Rows:
#####
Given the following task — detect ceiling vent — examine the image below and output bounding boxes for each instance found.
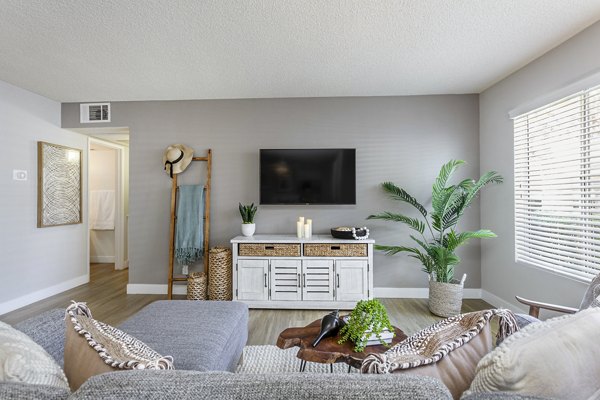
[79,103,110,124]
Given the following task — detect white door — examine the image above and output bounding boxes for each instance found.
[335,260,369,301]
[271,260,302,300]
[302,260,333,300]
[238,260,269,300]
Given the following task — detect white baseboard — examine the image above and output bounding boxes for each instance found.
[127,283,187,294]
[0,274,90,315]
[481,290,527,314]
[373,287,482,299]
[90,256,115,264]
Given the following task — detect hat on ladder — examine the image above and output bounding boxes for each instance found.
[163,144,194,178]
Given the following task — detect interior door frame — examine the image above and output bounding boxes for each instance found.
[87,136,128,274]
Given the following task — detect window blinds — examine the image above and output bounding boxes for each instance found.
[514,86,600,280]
#####
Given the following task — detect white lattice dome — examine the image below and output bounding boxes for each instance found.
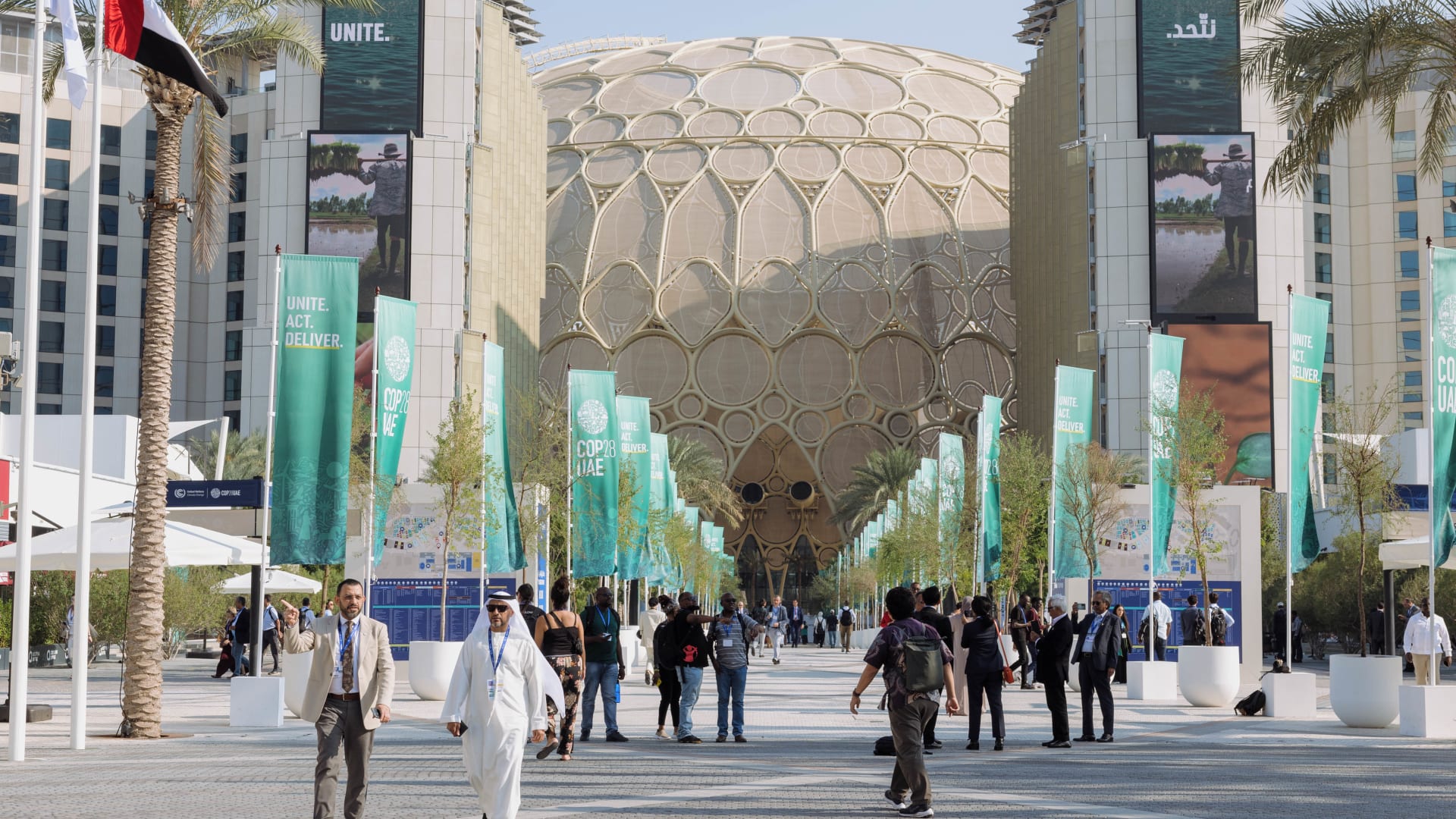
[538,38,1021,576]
#####
Written task:
Copy out the stretch of records from the line containing "Given the following task — detect hat" through the line containing "[514,86,600,280]", with both of those lines included, reproducing each line precisely.

Answer to the task:
Given the following task — detect hat on ladder — examine the image above and output bounding boxes for each instance found.
[163,144,194,178]
Given the following task — detect interior door frame — examine the image above and output bounding boxes for each instance found.
[87,136,128,274]
Given the following task — detect window blinds — examine the image above and output bounding boxes for each instance found.
[514,86,600,280]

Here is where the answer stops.